▶ [EXERCISE DESCRIPTION] What you return should match the records below exactly.

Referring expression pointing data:
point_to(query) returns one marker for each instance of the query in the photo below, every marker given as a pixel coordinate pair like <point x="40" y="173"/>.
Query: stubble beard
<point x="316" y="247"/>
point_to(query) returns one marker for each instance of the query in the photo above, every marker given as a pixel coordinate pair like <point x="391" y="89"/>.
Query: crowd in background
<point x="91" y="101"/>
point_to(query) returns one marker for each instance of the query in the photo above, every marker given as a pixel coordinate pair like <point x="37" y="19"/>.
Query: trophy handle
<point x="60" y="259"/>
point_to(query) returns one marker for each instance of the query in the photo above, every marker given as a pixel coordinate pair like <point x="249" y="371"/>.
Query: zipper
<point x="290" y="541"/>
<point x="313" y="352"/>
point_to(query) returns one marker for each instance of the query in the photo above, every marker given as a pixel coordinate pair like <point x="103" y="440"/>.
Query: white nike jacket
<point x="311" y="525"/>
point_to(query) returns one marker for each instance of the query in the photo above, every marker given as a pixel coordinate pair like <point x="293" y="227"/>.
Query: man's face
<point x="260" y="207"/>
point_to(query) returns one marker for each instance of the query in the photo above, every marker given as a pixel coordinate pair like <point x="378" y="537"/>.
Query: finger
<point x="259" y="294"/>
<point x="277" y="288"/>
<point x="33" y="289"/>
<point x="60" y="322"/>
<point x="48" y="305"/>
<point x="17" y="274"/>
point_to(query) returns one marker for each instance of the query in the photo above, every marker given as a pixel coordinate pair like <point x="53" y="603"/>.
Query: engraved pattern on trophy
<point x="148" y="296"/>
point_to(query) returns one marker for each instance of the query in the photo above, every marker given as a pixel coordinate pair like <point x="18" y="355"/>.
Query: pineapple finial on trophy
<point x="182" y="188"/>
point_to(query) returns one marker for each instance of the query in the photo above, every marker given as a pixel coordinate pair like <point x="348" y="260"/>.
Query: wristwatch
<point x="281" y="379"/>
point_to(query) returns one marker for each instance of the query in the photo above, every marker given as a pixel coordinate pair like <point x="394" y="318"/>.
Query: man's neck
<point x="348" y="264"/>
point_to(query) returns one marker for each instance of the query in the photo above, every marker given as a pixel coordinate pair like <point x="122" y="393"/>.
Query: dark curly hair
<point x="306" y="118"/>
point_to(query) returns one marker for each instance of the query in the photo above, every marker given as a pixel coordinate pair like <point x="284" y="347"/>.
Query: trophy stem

▶ [ANSWER BOX]
point_to(query) returns one marker for each instance of the query in the photo below, every marker given as a pixel coordinate pair like <point x="40" y="173"/>.
Query: stubble beard
<point x="316" y="247"/>
point_to(query) returns one marker for each instance of the query in the photo above, every marker given as a pixel coordinate pair like <point x="391" y="89"/>.
Query: crowd in background
<point x="91" y="101"/>
point_to(query) returns one marker for each instance of the query in the photo above, every marker given as a pixel coordinate pair like <point x="37" y="19"/>.
Query: trophy handle
<point x="60" y="259"/>
point_to(query) returns one marker for each instance of the query in the photo above, every marker given as a pixel coordinate pair like <point x="249" y="371"/>.
Query: zipper
<point x="290" y="541"/>
<point x="313" y="352"/>
point_to(query) returns one marker for each instance of the query in the photo above, every marker given as a pixel coordinate pair like <point x="103" y="440"/>.
Query: white nike jacket
<point x="311" y="525"/>
point_to(query) returns one marker for each instance of the query in the photo above, every marker given as a pixel coordinate pair like <point x="293" y="227"/>.
Query: man's face
<point x="260" y="207"/>
point_to(query) returns one marker for each instance of the query in the photo above, every marker given as a pixel coordinate pair like <point x="378" y="537"/>.
Query: finger
<point x="259" y="294"/>
<point x="277" y="288"/>
<point x="33" y="289"/>
<point x="60" y="322"/>
<point x="48" y="305"/>
<point x="17" y="274"/>
point_to(query) returns one marker for each instance of the query in the photo above, every marker given as a pixel coordinate pair like <point x="53" y="603"/>.
Query: engraved pattern on trophy
<point x="148" y="296"/>
point_to(query) returns one marker for each instance of the query in the photo above, every marker given as a pixel coordinate pair like <point x="18" y="355"/>.
Query: pineapple finial on trophy
<point x="182" y="188"/>
point_to(query) returns one marker for each instance of the query in the photo above, every marker given as a pixel coordinate pair like <point x="348" y="260"/>.
Query: wristwatch
<point x="281" y="379"/>
point_to(query) returns one marker for each instance of the query in the photo above, every marker given as a pixel coordinate pair like <point x="394" y="318"/>.
Query: man's neck
<point x="348" y="264"/>
point_to(query) returns one marker for each instance of the query in the photo above, every marker given as a pixel coordinate pair like <point x="122" y="393"/>.
Query: dark curly hair
<point x="306" y="118"/>
point_to(query) returns one marker for each instance of the query in the photo above, every marker given as a pixel coordinate pair like <point x="284" y="347"/>.
Query: trophy stem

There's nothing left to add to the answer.